* **DOCUMENT SEGMENT**
▬▬▬

Bump…
Maybe when this issue directly affects people’s hobbies, things might get looked at.
Bump…
Maybe when this issue directly affects people’s hobbies, things might get looked at.
Deniers will move to higher ground
Well, looks like my prediction of 2.5C warming came in slightly below the consensus of experts.
Seems we are headed for 3.0C of warming.
3C by the end of the century? Seems like we are on pace for 4C by 2050.
These articles drive me crazy (and I"m a believer). Science shouldn’t be decided by survey. It just makes me question whether they really know what they’re voting for (how did they decide between 2.5 and 3? is it meaningful at all to have a vote if the top climate scientists don’t agree about 2.5 vs 3? do those voting have the background to understand whether it should be 2.5 vs 3?).
According to a recent poll of top-scientists, science polling is the best way to do science.
Really, I think polls are okay? Though I’d love to see a history of science polling. Or a controlled meta-study. Or something.

▬▬▬

* **PROVIDED DATA**
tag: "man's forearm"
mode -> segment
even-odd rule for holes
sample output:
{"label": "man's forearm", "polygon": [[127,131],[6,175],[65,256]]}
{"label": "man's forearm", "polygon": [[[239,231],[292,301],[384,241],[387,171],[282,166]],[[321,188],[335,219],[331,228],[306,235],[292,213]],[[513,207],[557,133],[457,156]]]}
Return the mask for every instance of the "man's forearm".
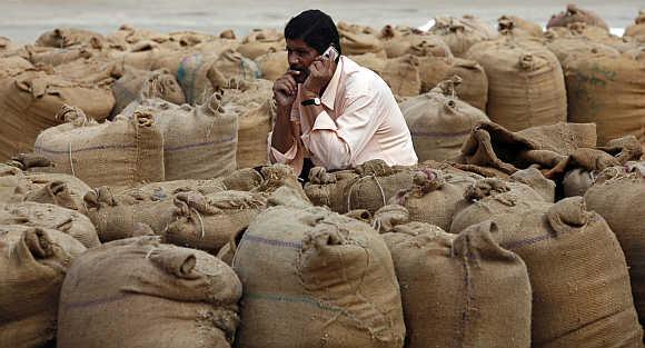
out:
{"label": "man's forearm", "polygon": [[278,107],[276,125],[271,136],[271,146],[282,153],[289,151],[294,146],[290,113],[290,107]]}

▬▬▬

* **BRIEF**
Print the portion of the climate-warming discussion between "Deniers will move" and "4C by 2050.", inclusive, with no changes.

* **EXERCISE ANSWER**
Deniers will move to higher ground
Well, looks like my prediction of 2.5C warming came in slightly below the consensus of experts.
Seems we are headed for 3.0C of warming.
3C by the end of the century? Seems like we are on pace for 4C by 2050.